Work request — Beginning with the line that holds "Would you be so kind as to detect the floor", copy each line to the end of the records exactly, except the pictures.

Stored entries:
****

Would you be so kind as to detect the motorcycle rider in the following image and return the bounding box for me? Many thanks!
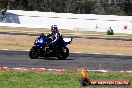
[47,25,64,49]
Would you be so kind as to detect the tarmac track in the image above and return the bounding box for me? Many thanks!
[0,50,132,71]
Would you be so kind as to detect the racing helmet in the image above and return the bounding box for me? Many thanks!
[51,25,58,32]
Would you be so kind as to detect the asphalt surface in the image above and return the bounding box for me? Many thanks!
[0,50,132,71]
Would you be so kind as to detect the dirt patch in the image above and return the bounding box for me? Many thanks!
[0,34,35,50]
[1,26,132,39]
[68,38,132,55]
[0,34,132,55]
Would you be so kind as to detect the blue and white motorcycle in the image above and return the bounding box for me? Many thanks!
[29,34,73,60]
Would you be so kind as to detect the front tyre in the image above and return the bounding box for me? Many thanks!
[57,47,69,60]
[29,46,39,59]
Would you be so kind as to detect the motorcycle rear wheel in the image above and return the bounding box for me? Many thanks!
[57,47,69,60]
[29,46,39,59]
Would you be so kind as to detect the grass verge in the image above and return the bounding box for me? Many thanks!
[0,70,131,88]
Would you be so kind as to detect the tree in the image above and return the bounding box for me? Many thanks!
[0,0,130,15]
[124,0,132,15]
[0,0,8,10]
[64,0,77,13]
[91,1,105,14]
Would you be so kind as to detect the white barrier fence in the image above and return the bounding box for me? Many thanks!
[0,10,132,34]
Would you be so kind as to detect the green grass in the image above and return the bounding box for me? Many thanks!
[0,70,131,88]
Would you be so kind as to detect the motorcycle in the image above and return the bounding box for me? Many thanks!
[29,34,73,60]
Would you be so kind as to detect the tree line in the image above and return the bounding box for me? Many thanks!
[0,0,132,15]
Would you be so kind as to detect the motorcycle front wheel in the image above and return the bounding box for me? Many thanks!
[57,47,69,60]
[29,46,39,59]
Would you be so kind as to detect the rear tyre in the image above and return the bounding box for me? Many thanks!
[57,47,69,60]
[29,46,39,59]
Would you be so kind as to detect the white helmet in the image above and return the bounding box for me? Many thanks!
[51,25,58,31]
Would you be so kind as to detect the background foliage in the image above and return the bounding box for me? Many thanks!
[0,0,132,15]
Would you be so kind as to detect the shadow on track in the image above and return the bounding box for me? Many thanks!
[38,57,74,60]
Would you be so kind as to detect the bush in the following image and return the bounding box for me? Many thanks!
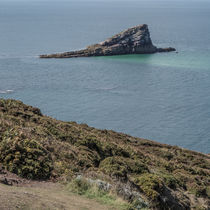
[0,136,53,179]
[67,177,92,195]
[133,173,163,200]
[195,186,208,197]
[162,174,181,189]
[99,157,128,177]
[99,156,147,178]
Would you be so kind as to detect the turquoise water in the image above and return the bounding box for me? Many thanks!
[0,0,210,153]
[103,51,210,70]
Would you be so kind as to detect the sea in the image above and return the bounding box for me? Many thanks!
[0,0,210,153]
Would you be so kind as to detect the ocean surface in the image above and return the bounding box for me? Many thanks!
[0,0,210,153]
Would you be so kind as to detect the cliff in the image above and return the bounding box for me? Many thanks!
[0,99,209,209]
[40,24,175,58]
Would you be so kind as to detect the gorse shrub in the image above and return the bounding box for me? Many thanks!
[133,173,163,200]
[0,135,53,179]
[99,156,148,178]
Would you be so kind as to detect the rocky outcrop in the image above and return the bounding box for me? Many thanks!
[40,24,175,58]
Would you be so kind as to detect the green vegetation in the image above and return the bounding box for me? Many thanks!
[67,178,130,210]
[99,156,148,178]
[0,182,118,210]
[133,174,163,200]
[0,99,209,209]
[0,136,52,179]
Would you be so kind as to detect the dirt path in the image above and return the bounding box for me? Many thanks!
[0,182,116,210]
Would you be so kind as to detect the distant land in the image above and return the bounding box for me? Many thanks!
[40,24,176,58]
[0,99,209,209]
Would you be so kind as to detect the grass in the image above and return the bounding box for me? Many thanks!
[0,182,117,210]
[67,178,130,210]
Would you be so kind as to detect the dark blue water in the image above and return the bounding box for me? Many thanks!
[0,0,210,153]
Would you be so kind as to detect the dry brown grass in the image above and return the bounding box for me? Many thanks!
[0,182,117,210]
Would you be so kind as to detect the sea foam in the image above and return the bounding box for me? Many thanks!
[0,90,14,94]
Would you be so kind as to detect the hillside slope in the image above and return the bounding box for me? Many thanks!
[0,99,209,209]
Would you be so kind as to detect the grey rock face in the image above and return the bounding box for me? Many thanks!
[40,24,175,58]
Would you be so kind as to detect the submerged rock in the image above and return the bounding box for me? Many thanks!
[40,24,175,58]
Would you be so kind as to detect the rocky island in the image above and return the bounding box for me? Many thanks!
[0,99,209,209]
[40,24,176,58]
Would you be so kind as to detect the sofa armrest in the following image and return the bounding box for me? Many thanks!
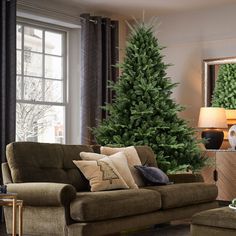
[7,183,76,206]
[168,173,204,184]
[2,163,13,184]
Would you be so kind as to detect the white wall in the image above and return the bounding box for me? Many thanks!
[17,0,87,27]
[156,3,236,127]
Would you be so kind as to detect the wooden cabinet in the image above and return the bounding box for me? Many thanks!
[201,150,236,201]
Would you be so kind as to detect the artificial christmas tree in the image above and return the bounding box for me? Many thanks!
[212,63,236,109]
[93,23,206,173]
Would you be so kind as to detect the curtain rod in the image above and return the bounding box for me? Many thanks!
[80,16,116,27]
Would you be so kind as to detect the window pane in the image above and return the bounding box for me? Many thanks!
[17,25,22,49]
[16,76,22,100]
[17,50,21,74]
[24,26,43,52]
[45,31,62,56]
[24,52,42,77]
[45,55,62,79]
[16,22,66,144]
[24,77,43,101]
[16,103,65,143]
[45,80,63,102]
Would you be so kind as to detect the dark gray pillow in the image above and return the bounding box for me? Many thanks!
[134,165,170,185]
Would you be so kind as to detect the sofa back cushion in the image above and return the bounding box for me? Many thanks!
[6,142,93,191]
[134,146,158,167]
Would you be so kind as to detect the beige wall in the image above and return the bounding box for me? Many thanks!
[155,3,236,127]
[19,0,236,129]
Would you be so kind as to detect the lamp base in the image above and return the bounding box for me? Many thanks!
[202,130,224,149]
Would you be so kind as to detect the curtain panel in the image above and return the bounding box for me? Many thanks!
[80,13,119,145]
[0,0,16,165]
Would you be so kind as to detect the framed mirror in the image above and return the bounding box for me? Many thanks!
[203,57,236,107]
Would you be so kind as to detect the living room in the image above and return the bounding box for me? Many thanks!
[1,0,236,235]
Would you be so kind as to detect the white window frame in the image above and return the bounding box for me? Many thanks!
[16,18,68,143]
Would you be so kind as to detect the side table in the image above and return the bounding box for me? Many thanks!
[201,149,236,201]
[0,193,23,236]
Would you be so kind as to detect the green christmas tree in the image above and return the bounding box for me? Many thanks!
[93,23,206,173]
[212,63,236,109]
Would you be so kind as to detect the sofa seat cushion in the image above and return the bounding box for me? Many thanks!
[70,189,161,222]
[145,183,218,210]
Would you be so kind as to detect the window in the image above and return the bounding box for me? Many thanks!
[16,22,67,143]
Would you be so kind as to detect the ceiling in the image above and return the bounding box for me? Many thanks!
[54,0,236,17]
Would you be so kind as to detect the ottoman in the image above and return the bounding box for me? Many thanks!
[191,207,236,236]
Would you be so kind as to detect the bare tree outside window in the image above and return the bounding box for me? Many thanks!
[16,23,66,143]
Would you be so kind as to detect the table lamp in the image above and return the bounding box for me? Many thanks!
[198,107,227,149]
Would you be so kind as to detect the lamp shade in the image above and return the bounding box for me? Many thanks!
[198,107,227,129]
[225,109,236,120]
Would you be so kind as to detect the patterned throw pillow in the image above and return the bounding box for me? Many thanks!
[80,151,138,189]
[101,146,145,187]
[73,157,129,192]
[134,165,170,185]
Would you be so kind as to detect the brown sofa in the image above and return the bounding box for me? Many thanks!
[2,142,218,236]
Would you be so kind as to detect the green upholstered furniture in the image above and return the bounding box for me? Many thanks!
[191,207,236,236]
[2,142,218,236]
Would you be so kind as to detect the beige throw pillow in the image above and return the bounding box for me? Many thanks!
[80,152,138,189]
[80,152,106,161]
[100,146,145,187]
[73,157,129,192]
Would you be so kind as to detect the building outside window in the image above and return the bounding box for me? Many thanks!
[16,21,67,143]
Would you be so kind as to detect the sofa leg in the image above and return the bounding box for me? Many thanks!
[154,222,171,228]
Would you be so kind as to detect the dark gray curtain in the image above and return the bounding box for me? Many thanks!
[0,0,16,167]
[80,13,119,144]
[0,0,16,222]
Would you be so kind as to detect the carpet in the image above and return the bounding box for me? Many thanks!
[123,220,190,236]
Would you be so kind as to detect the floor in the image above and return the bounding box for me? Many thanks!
[0,220,190,236]
[0,223,7,236]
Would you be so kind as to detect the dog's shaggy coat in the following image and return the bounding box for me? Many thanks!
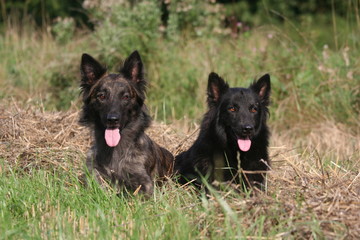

****

Exercise solution —
Would you be so kind as to detect the floor in the image above and return the bounding box for me? Many thanks!
[0,220,190,236]
[0,223,7,236]
Would you be so kind as to detect the dog's shaggy coat in the following image and return the bounding box for me? Many thanks!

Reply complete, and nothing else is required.